What is expected >>
From the records below, pull out each line that contains the string "dark" and copy it. Case counts when matching.
******
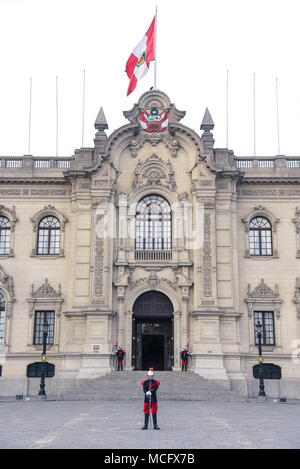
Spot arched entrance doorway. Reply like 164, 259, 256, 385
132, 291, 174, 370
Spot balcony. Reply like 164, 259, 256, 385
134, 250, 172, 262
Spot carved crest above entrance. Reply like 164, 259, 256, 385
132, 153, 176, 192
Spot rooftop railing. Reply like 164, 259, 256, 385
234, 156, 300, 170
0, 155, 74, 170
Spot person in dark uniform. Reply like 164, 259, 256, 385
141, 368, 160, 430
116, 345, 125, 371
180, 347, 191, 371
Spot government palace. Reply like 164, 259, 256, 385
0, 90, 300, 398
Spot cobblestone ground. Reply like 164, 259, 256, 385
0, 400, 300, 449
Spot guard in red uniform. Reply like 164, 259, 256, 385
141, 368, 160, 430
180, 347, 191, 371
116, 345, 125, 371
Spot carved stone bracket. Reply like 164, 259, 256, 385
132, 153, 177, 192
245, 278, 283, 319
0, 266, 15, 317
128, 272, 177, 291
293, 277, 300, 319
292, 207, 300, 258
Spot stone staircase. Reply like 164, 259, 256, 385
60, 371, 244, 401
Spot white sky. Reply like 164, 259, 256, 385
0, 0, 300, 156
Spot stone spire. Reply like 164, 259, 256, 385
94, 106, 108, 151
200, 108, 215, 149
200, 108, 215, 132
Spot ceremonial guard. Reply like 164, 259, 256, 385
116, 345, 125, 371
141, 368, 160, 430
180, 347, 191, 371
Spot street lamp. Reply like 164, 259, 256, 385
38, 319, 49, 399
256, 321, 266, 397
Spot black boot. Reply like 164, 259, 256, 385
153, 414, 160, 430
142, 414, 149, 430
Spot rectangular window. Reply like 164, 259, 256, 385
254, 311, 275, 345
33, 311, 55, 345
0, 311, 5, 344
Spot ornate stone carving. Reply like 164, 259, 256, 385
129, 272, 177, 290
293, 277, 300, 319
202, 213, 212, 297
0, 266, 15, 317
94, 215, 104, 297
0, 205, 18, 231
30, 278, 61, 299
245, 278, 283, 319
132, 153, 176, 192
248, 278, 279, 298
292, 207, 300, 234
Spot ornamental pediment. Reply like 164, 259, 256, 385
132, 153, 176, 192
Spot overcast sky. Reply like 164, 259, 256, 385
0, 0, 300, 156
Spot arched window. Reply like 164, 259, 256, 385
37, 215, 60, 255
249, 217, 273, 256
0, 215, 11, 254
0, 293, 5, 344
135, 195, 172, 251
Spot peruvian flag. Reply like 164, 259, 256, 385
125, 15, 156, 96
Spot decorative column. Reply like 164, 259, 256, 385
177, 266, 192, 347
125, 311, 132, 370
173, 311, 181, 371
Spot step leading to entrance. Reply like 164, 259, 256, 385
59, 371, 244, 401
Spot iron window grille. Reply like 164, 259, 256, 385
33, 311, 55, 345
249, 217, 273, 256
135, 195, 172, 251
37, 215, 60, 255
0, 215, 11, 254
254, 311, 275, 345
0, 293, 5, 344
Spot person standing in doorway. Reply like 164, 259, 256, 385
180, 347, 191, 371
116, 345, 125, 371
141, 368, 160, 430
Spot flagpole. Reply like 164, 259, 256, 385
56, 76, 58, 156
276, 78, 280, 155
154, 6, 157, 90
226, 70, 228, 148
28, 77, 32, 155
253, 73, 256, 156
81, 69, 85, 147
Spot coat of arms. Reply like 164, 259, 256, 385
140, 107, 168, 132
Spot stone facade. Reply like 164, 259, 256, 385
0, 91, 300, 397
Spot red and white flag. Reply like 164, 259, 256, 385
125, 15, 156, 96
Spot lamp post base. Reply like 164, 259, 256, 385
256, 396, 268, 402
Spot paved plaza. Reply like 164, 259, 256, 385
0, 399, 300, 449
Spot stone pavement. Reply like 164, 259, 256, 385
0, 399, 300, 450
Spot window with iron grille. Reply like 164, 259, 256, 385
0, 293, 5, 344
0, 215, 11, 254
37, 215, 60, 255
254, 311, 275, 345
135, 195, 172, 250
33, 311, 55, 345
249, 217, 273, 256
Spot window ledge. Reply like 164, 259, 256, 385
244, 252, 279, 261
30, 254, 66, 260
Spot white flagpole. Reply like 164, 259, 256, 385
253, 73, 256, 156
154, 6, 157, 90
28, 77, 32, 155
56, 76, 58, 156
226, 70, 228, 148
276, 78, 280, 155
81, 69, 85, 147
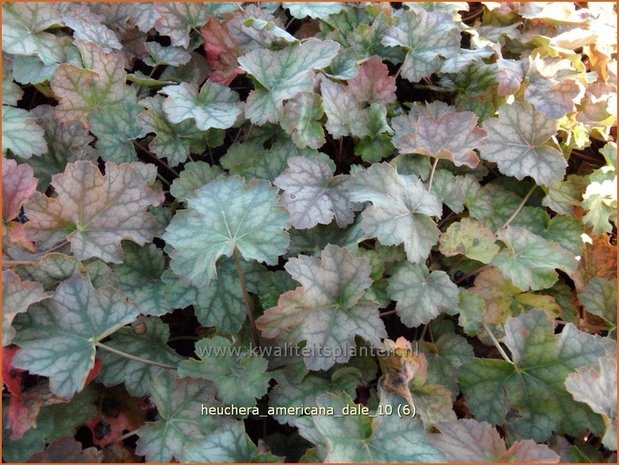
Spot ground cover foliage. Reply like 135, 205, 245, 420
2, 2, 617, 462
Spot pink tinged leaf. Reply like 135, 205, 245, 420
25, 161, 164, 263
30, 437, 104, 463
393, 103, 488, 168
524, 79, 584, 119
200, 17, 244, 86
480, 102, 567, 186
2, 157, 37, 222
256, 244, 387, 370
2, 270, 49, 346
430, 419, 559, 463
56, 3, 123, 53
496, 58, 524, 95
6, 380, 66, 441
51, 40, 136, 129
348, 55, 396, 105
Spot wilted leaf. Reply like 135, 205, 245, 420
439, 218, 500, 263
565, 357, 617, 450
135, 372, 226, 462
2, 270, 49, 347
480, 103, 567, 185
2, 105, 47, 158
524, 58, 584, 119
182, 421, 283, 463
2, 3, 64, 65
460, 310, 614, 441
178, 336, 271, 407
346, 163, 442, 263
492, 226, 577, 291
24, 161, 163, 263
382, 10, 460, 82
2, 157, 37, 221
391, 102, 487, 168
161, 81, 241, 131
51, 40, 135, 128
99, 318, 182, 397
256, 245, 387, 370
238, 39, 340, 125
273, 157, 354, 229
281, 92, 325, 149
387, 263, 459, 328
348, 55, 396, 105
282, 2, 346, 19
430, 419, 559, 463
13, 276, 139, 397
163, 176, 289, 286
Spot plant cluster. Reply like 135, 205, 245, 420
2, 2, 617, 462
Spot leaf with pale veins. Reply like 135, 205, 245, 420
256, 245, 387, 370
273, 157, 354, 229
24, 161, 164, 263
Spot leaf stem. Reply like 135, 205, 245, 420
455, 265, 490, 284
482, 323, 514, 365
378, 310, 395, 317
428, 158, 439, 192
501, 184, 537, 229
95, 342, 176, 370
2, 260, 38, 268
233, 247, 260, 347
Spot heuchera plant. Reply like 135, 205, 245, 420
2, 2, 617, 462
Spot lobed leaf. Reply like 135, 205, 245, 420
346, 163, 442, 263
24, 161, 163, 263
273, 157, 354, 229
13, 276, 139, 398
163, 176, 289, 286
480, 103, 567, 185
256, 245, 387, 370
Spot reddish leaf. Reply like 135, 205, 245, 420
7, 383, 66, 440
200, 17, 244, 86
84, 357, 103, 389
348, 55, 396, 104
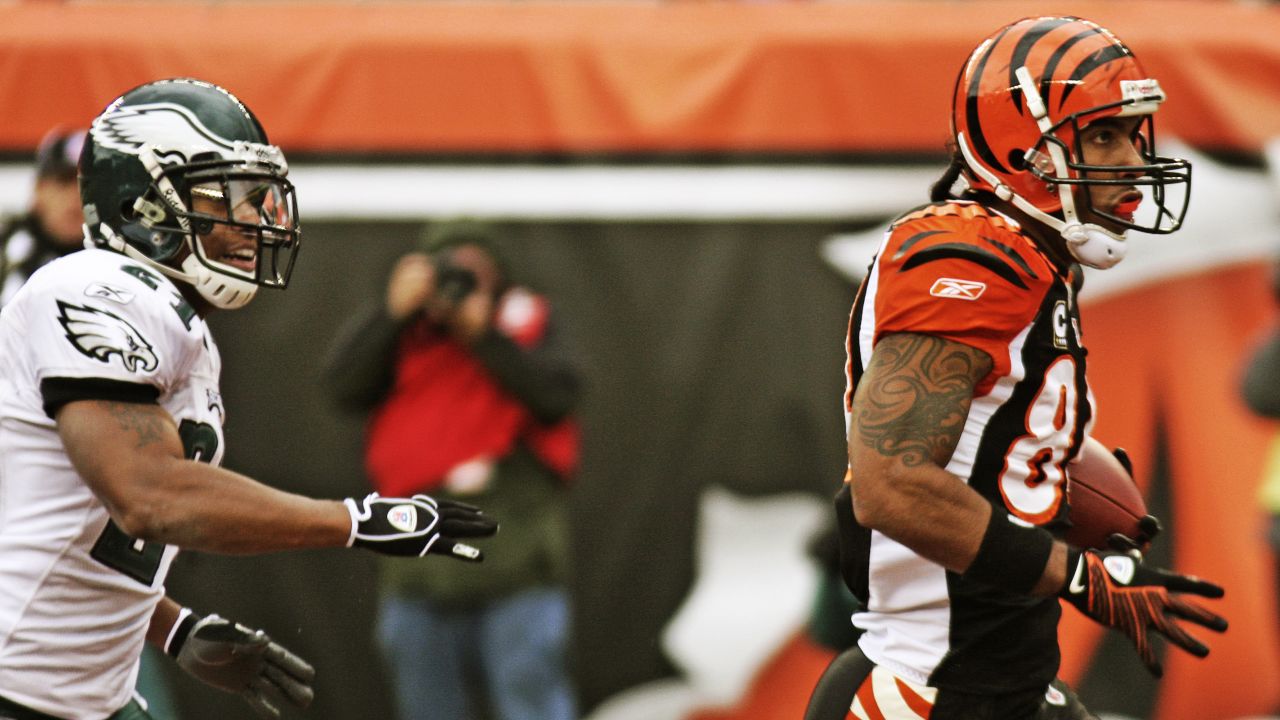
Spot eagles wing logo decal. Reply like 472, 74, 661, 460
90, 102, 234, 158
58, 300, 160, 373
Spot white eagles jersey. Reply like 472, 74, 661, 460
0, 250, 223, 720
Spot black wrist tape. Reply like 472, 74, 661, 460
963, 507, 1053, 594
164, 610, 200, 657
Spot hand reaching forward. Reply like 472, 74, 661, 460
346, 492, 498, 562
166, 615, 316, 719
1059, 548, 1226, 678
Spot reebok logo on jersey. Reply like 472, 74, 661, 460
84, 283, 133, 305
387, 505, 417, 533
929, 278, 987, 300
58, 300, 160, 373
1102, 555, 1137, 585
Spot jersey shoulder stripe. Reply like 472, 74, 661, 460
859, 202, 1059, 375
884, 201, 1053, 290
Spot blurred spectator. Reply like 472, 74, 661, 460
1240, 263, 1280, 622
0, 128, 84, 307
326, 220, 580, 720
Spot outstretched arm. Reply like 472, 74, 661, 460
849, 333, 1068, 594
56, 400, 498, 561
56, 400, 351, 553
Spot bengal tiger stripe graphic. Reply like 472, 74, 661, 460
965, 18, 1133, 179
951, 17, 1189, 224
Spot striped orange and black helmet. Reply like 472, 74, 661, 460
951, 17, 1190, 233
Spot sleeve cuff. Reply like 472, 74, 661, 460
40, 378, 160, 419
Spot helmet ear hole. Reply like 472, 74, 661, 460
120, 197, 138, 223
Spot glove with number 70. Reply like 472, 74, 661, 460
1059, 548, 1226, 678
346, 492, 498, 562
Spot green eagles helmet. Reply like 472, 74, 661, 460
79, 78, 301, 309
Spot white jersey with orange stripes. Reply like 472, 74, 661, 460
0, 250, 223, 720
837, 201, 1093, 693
******
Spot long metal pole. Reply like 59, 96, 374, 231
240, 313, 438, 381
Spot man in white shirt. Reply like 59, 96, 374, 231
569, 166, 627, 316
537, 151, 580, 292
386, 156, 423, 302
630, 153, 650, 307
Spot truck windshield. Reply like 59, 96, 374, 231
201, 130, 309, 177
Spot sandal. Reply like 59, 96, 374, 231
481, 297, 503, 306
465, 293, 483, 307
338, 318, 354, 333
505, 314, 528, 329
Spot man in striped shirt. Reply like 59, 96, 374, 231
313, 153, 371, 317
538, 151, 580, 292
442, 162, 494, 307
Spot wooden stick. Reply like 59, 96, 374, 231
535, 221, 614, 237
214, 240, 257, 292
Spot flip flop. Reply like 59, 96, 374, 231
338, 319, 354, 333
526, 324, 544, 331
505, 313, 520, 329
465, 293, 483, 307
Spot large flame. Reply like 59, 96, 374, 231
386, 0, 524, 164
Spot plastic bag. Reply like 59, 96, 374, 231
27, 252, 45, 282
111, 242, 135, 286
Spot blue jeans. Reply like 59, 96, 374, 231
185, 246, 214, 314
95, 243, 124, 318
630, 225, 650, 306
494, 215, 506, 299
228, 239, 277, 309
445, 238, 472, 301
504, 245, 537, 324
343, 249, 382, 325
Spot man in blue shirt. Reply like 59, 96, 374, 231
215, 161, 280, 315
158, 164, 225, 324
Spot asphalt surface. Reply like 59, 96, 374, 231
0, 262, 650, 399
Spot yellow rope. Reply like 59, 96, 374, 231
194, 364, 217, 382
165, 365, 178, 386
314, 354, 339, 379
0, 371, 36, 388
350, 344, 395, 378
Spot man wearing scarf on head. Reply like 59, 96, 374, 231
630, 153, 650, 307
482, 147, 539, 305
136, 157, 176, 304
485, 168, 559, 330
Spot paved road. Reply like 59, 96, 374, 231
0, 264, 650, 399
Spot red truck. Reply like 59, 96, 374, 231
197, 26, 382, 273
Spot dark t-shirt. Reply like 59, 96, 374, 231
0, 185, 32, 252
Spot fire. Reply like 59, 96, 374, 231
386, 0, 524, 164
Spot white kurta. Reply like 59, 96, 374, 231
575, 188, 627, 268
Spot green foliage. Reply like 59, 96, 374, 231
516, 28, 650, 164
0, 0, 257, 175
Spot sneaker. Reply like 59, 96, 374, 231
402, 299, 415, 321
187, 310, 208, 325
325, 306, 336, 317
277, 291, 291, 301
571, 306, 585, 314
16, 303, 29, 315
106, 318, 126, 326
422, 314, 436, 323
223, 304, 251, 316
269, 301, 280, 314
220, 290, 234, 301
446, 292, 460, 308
******
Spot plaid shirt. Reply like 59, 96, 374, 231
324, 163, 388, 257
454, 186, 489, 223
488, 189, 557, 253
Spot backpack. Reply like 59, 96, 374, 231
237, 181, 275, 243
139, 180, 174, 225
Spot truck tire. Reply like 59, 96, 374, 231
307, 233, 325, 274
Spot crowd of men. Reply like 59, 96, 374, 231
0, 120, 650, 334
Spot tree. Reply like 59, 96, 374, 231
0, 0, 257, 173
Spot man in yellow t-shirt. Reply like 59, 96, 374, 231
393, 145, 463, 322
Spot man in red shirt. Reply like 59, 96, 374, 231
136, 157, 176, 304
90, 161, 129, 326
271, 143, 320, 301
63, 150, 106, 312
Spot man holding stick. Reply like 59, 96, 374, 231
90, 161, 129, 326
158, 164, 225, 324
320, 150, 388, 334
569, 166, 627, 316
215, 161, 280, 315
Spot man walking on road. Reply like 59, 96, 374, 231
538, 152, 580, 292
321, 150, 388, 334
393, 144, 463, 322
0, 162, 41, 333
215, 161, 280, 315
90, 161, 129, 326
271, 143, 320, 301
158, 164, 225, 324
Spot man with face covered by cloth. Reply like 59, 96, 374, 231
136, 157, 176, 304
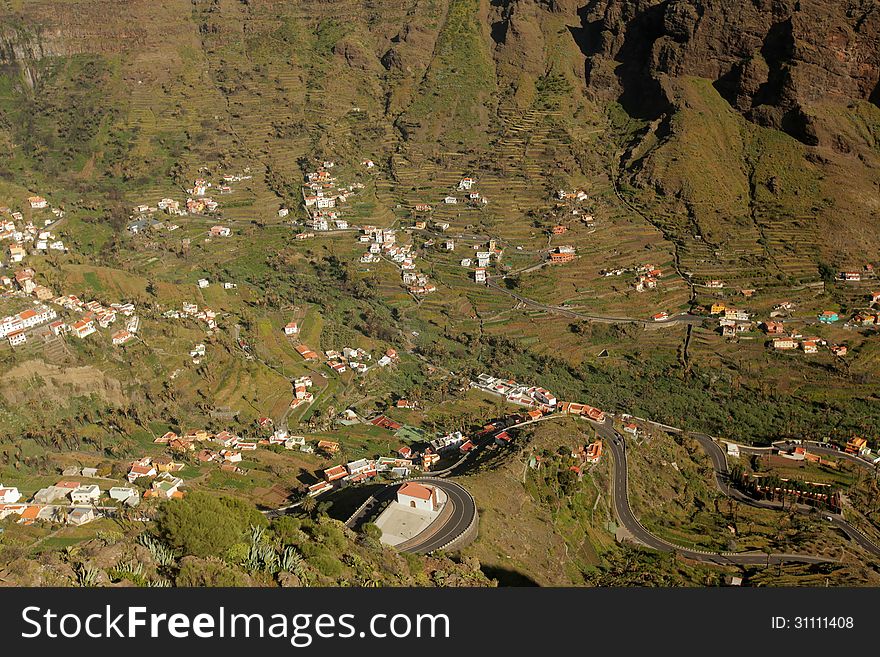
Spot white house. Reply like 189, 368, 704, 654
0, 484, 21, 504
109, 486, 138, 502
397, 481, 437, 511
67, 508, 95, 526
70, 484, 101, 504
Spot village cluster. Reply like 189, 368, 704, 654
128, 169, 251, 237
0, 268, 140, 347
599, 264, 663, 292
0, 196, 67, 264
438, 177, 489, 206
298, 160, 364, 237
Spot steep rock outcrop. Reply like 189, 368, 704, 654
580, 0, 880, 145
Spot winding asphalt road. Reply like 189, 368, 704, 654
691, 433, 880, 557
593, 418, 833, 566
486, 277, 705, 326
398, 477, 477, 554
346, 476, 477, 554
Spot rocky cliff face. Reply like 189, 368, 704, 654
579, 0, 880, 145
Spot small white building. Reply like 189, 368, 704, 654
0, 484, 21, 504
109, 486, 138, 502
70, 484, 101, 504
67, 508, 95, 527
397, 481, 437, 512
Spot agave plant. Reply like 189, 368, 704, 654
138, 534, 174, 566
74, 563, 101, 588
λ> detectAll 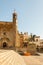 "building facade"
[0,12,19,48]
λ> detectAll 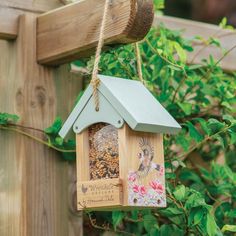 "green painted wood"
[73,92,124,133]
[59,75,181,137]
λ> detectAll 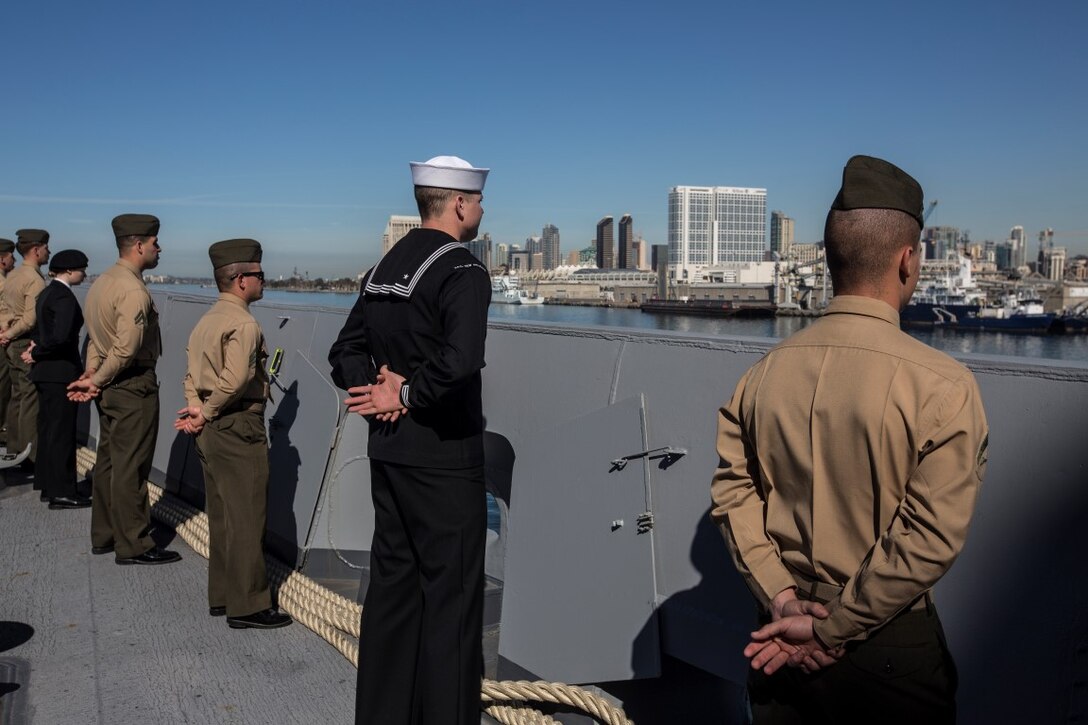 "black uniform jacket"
******
Task output >>
Spot person in dark uniform. Reply like 164, 259, 256, 385
Spot dark t-shirt. Reply like 59, 96, 374, 231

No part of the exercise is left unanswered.